STATED GOAL:
Reproduce every item below word for word, but leave the pictures out.

SUPPLIED DATA:
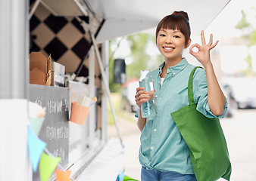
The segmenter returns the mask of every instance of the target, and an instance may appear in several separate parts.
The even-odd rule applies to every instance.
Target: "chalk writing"
[[[68,138],[68,128],[61,127],[59,128],[54,127],[46,127],[46,140],[60,140],[61,138]]]
[[[65,150],[61,147],[59,149],[55,149],[52,154],[55,157],[61,157],[61,160],[60,163],[61,164],[62,161],[65,160]]]

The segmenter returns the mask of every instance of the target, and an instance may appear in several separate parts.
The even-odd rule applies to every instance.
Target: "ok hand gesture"
[[[213,35],[211,34],[209,43],[206,44],[204,31],[201,32],[201,45],[197,43],[192,44],[189,48],[189,53],[190,54],[194,56],[203,65],[203,66],[204,66],[208,63],[211,63],[210,51],[217,45],[219,41],[217,41],[214,44],[213,44]],[[192,48],[195,47],[198,49],[198,52],[193,51]]]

SOLUTION:
The segmenter returns the mask of every instance of the target, and an instance may appear in several separate parts.
The even-odd rule applies to every instance.
Target: "chalk writing"
[[[68,138],[68,128],[61,127],[59,128],[54,127],[46,127],[46,140],[60,140],[61,138]]]
[[[65,150],[61,147],[59,149],[55,149],[52,154],[55,157],[61,157],[61,160],[60,163],[61,164],[62,161],[65,160]]]

The segmenter returns the mask of every instance of the target, and an instance may appear in several separate parts.
The even-odd rule applies to every instance.
Target: "ok hand gesture"
[[[213,35],[211,34],[209,43],[206,44],[204,31],[201,32],[201,45],[197,43],[192,44],[189,48],[189,53],[190,54],[194,56],[203,65],[203,66],[204,66],[208,63],[211,63],[210,51],[217,45],[219,41],[217,41],[214,44],[213,44]],[[192,48],[195,47],[198,49],[198,52],[193,51]]]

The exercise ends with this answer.